▶ Stated exercise:
Could you edit the listing below by changing "Would you kindly" to "Could you" wherever it occurs, keeping everything else the same?

▶ Records provided:
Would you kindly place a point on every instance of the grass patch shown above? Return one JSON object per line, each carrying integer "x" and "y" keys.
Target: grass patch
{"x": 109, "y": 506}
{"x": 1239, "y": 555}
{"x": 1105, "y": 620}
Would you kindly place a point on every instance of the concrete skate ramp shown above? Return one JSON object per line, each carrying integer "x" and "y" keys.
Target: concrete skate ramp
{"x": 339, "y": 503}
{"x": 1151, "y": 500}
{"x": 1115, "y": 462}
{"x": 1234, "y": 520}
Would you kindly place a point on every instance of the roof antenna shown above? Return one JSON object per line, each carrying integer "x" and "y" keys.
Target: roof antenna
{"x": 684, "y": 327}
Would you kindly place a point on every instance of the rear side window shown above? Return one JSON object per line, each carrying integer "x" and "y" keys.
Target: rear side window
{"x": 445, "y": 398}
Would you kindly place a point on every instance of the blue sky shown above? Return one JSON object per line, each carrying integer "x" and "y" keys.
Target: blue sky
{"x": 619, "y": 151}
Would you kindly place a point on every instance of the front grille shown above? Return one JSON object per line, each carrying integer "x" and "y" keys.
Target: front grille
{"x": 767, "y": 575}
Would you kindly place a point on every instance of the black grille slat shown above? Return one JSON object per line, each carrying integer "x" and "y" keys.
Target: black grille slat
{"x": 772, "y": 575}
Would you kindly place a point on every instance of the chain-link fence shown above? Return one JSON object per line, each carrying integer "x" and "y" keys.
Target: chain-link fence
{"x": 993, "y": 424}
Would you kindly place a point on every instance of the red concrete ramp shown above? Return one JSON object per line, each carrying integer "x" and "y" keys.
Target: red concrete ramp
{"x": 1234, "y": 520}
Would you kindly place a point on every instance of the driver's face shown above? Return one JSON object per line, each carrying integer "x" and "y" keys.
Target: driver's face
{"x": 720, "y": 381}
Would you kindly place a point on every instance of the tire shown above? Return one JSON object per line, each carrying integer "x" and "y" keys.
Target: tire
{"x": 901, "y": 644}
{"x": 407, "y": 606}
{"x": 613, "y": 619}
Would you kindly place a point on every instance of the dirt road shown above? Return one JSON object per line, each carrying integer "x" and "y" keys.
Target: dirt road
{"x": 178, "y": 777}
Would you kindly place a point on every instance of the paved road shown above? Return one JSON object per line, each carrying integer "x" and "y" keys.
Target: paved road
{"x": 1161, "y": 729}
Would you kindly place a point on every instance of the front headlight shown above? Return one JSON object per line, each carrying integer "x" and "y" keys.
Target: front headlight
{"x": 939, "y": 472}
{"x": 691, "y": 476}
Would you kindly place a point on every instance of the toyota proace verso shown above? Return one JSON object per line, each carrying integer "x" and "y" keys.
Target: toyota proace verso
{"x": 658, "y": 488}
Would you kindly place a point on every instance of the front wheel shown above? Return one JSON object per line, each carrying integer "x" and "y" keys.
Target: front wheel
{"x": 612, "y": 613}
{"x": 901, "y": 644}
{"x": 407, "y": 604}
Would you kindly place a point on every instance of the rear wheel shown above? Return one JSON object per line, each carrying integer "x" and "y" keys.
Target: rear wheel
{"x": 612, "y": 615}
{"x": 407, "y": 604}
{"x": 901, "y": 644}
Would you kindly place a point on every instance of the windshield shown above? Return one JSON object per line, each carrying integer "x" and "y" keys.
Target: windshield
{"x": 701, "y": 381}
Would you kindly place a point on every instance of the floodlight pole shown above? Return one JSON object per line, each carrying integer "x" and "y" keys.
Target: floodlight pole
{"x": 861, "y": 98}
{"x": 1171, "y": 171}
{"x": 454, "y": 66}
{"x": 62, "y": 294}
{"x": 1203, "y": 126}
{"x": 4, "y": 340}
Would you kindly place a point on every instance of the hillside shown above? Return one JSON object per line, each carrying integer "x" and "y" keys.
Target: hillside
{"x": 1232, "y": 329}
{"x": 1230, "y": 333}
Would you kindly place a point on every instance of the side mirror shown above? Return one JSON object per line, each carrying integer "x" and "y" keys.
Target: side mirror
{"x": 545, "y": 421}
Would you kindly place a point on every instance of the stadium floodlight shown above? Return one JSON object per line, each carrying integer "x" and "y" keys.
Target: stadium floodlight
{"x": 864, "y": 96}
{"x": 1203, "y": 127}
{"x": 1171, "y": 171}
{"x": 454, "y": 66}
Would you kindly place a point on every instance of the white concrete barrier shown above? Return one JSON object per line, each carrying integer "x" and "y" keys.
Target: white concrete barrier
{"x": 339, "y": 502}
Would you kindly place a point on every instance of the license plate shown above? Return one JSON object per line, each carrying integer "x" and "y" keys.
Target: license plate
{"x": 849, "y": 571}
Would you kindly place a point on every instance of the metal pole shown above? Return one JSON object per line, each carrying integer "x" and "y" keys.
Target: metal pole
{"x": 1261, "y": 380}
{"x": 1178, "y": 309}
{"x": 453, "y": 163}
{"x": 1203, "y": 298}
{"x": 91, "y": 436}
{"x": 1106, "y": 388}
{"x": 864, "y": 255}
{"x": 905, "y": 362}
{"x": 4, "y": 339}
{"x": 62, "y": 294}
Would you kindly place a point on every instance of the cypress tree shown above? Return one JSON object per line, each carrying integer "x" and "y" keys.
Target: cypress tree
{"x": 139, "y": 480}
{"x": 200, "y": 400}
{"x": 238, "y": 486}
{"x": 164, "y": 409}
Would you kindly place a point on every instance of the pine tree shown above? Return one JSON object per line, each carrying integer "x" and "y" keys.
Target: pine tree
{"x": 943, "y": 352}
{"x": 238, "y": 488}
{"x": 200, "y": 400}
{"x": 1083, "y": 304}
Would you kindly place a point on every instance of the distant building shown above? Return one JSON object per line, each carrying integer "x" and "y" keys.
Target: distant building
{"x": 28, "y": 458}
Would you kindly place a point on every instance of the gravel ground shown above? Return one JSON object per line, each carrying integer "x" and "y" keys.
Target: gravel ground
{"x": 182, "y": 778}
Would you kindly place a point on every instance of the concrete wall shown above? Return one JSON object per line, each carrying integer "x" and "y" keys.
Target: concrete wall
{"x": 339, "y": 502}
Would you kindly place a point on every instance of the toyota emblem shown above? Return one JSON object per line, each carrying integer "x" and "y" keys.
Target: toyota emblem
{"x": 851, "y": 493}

▶ Exercise answer:
Could you place a point on every instance of the grass patch shown above? Return one JSON object per line, each carrying integer "x" and "y" keys.
Target: grass patch
{"x": 109, "y": 506}
{"x": 1239, "y": 555}
{"x": 1105, "y": 620}
Could you place a point on every instance of the concrete skate ramp shown above? Return one JSON object per line, each carrying integer "x" and "y" keys.
Target: concrete skate ramp
{"x": 339, "y": 503}
{"x": 1151, "y": 500}
{"x": 1115, "y": 462}
{"x": 1234, "y": 520}
Could you place a point on every instance of the roof antenna shown above? Return one JSON object per line, each carrying integer "x" and "y" keys.
Target: roof antenna
{"x": 684, "y": 327}
Could you place a point on every instance of the rear side window shown above? Return one JSON object per line, each carrying integer "x" and "y" keys.
Target: rear side window
{"x": 445, "y": 398}
Could you place a point on every instance of the blue sky shown above? Return one JSON object per line, each carrying integer "x" and "y" keys.
Target: blue sky
{"x": 619, "y": 151}
Could you place a point on every instance of the front grille shown above? Return one JSON object per line, each carrying integer "x" and "y" keys.
Target: front grille
{"x": 767, "y": 575}
Could you place a point on every instance of the black grille slat shown above? Return one JSON object per line, each carrying integer "x" and "y" keys.
Target: black grille slat
{"x": 772, "y": 575}
Could you place a point on every instance of the chain-link fence shown above? Return one JSON object per line, each carrying integer "x" and "y" keys.
Target: chain-link fence
{"x": 993, "y": 424}
Could you place a point on every instance of the red concrete ramp shown above? Return one JSON object per line, each carrying integer "x" and "y" keys.
Target: red concrete ramp
{"x": 1234, "y": 520}
Could you place a point on every instance of the driver's face shown above? Return one JSON object per line, each carrying integer "x" and "y" keys.
Target: driver's face
{"x": 720, "y": 381}
Could you place a point on every instance of the tire shown above? Return one JSON object per line, each carrying integer "x" and "y" keys.
Target: tire
{"x": 901, "y": 644}
{"x": 407, "y": 606}
{"x": 613, "y": 619}
Could you place a point on every instance of the dirt road shown above? Return one JSON object per line, each carrying integer "x" and "y" keys.
Target: dirt road
{"x": 178, "y": 777}
Could you place a point on every instance of the paved road shown above? Return one JSON object per line, each carrying integer "x" and "y" keys.
Target: paved road
{"x": 1161, "y": 729}
Could you place a point on every instance of the front headlight shown above? Return one JSON object per line, each carrying integer "x" and "y" keys.
Target: front headlight
{"x": 939, "y": 472}
{"x": 691, "y": 476}
Could you place a point on every instance of the toyota proace verso shown above? Return one JSON object per line, each carrying integer "x" and "y" keys.
Target: toyota proace verso
{"x": 658, "y": 488}
Could you place a point on every instance of the front wheel shown above? Return one JSON object per line, each carrying integer "x" and "y" keys.
Target: front wheel
{"x": 612, "y": 613}
{"x": 901, "y": 644}
{"x": 407, "y": 604}
Could you place a point on every instance of the rear wheel shown above? Return one JSON object per line, each carrying integer "x" and "y" keys.
Target: rear wheel
{"x": 612, "y": 615}
{"x": 407, "y": 604}
{"x": 901, "y": 644}
Could you place a point on every instance of the windshield shown above? Return one JSON object per line, each carrying integer "x" and "y" keys.
Target: windshield
{"x": 701, "y": 381}
Could you place a point on every instance of the floodlight pole shown above? Return one JSON object per line, each carrying integer "x" and "y" keys.
Target: floodlight pole
{"x": 861, "y": 98}
{"x": 1171, "y": 171}
{"x": 454, "y": 66}
{"x": 62, "y": 294}
{"x": 1203, "y": 126}
{"x": 4, "y": 340}
Could you place a point on every instance of the hillside shown above? Return one JSON object per line, each carrying integer "x" and "y" keys.
Target: hillside
{"x": 1232, "y": 329}
{"x": 1230, "y": 333}
Could you place a point on every instance of the side mirror shown above? Return one JSON object per line, each carrying integer "x" and "y" keys.
Target: side mirror
{"x": 545, "y": 421}
Could you place a point on every instance of the stadium floodlight shown above? Return one JSON object per line, each carrying integer "x" and "y" keys.
Target: stadium floodlight
{"x": 864, "y": 96}
{"x": 1203, "y": 127}
{"x": 1171, "y": 171}
{"x": 454, "y": 66}
Could you place a point on every instance of the white concrete barrier shown above? Return one JSON object per line, each carrying integer "x" and "y" keys.
Target: white concrete barrier
{"x": 339, "y": 502}
Could you place a point on every instance of the license plate shown above? Return one JSON object per line, each carrying integer "x" and "y" keys.
Target: license plate
{"x": 849, "y": 571}
Could you place a point on every instance of the metal pole shown above? Return one JSON object per line, each carrying integer "x" and "y" keys.
Target: metal pole
{"x": 1261, "y": 380}
{"x": 1178, "y": 309}
{"x": 453, "y": 163}
{"x": 1203, "y": 298}
{"x": 91, "y": 436}
{"x": 1106, "y": 388}
{"x": 864, "y": 255}
{"x": 905, "y": 362}
{"x": 4, "y": 339}
{"x": 62, "y": 294}
Could you place a point on every instance of the cypress tree shown above? Return one JSON object per line, each carrying integer "x" and "y" keys.
Target: cypress tree
{"x": 139, "y": 480}
{"x": 200, "y": 400}
{"x": 238, "y": 486}
{"x": 164, "y": 409}
Could you place a point on every instance of the pine tree shown above? Return one JSON object per line, each carrying integer "x" and "y" keys.
Target: pine tree
{"x": 943, "y": 352}
{"x": 238, "y": 488}
{"x": 200, "y": 400}
{"x": 1083, "y": 304}
Could you place a point on every instance of the distant building shown above? Return one JSON object per line, each carrying integer "x" and "y" keys.
Target: distant building
{"x": 28, "y": 458}
Could you place a point on every instance of the gravel ground shown above? Return one JSON object per line, each carrying integer "x" and "y" keys.
Target: gravel ground
{"x": 182, "y": 778}
Could you place a point on every instance of the concrete wall shown above? Return one JSON object per line, each carrying integer "x" and "y" keys.
Target: concrete wall
{"x": 339, "y": 502}
Could you place a point on every instance of the toyota emblem shown above? Return one JSON object per line, each carrying integer "x" and "y" keys.
Target: toyota emblem
{"x": 851, "y": 493}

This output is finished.